_Request 1:_
Collect every line of the records that contains the word "cypress".

_Page:_
If this is the case, what is the origin of these terms? Anything, as he would claim, we believe as a truth is only a classification. These classes are just a history of resemblances. In his Archaeology of Knowledge, he writes:
[…] statements differ in form, and dispersed in time, form a group if they refer to one and the same object.
Here, Foucault argues that although one object is still the same object, the meaning changes throughout time. He asks what kinds of groups really exist in history – can a truth really exist? Foucault examines four hypotheses with the intention of finding unity based on the discourse of the object, the author (or authors) of the discourse, the concepts, and themes. Each basis turns out to be more complex than originally thought and the reader ends up without a single basis for unity or truth, but winds up with an aspect that can only be described as complex and variable. He goes on in The Order of Things to state that our knowledge and thought “[…] bears the stamp of our age and our geography.” This means that there are different views and no one solid classification. He points this out by creating a list of imagined categories (that can be found in his Order of Things, a translation of Les Mots et Les Choses in the preface, xv). With all these new categories, he demonstrates what he calls “the exotic charm of another system of thought,” which points out the limitations of our own. In this realization, we are forced to realize that, as he says:
[…] all the ordered surfaces and all the planes with which we are accustomed to tame the wild profusion of existing things, and continuing long afterwards to disturb and threaten with collapse our age-old distinction […]
The groups we make are just made-up: there is no solid truth in them. Our groups get broader over time as well. Take into example the discovery of new sub-atomic particles – this new category would seem surreal even 200 years ago. But they do exist and this new category proves that classification changes over time. This change shows how reality has empty spaces and that classification is discrepant from reality. So is there a truth, knowledge? He would claim that language could not determine this since the more we know, the less knowledge we seem to have – the ability to classify new things lessens with the more knowledge we obtain.
Foucault argues that we cannot know anything “as it is” – knowledge is not the origin of the object, but it is the understanding of the origin of the knowledge. If there is a truth, it cannot be a social construction (classification) or human-made. Knowledge is based off of human acts and therefore, knowledge is a “human act.” He claims that every “truth” is built on something. We cannot escape the relativity of knowledge but we also cannot escape classification. The object in question is viewed through a lens of subjective human reality that differs according to each person’s language, culture, history, etc. The groupings are created and can be dissolved and replaced.
However, this leaves the human feeling empty – is there no truth, then why continue to try to find it? It is possible that the truth is abstract, as Plato would claim. Plato writes in his Republic:
When the mind’s eye rests on objects illuminated by truth and reality, it understands and comprehends them, and functions intelligently; but when it turns to the twilight world of change and decay, it can only form opinions, its vision is confused and its beliefs shifting, and it seems to lack intelligence.

_Extracted records:_
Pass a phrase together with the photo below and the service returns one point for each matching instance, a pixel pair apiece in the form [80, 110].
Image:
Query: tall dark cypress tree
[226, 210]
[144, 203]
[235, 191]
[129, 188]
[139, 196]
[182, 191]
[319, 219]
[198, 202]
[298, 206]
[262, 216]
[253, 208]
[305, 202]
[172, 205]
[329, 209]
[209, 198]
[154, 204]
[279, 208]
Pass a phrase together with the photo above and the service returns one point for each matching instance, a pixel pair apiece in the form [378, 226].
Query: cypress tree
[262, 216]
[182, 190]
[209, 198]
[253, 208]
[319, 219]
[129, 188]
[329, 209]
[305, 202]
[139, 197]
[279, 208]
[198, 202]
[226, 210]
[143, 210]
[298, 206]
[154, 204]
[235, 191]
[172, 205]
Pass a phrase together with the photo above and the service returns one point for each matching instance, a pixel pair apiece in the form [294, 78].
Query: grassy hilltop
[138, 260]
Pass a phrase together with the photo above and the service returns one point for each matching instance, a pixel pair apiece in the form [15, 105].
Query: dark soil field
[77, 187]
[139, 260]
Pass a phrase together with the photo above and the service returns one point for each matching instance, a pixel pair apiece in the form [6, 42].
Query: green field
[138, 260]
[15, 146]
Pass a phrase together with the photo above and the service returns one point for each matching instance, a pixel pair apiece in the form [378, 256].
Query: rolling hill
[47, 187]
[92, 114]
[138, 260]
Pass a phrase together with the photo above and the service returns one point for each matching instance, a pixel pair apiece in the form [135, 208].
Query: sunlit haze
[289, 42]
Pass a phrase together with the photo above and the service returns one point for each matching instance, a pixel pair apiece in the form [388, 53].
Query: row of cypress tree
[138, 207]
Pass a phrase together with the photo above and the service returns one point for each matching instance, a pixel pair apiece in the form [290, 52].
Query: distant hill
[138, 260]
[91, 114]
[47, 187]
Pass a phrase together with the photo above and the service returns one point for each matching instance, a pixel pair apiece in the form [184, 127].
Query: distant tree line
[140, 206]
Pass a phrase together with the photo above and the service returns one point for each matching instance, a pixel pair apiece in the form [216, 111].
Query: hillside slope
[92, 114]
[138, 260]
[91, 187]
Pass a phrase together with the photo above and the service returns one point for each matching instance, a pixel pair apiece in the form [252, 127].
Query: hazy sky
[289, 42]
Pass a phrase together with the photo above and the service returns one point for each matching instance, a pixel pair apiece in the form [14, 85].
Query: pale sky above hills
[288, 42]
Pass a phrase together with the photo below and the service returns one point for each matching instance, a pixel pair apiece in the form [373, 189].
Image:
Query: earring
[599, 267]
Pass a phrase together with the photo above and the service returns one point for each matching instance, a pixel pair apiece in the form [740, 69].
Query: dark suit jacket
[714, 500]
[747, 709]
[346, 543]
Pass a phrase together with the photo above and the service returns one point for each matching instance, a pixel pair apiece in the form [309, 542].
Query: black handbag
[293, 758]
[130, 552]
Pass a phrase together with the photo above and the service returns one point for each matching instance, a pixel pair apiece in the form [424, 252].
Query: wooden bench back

_Request 2:_
Set down, word for word, the part of the essay on Foucault and classification that runs from "If this is the" to "the same object.".

_Full answer 1:_
Query: tall dark cypress tree
Query: cypress tree
Query: row of cypress tree

_Full answer 2:_
If this is the case, what is the origin of these terms? Anything, as he would claim, we believe as a truth is only a classification. These classes are just a history of resemblances. In his Archaeology of Knowledge, he writes:
[…] statements differ in form, and dispersed in time, form a group if they refer to one and the same object.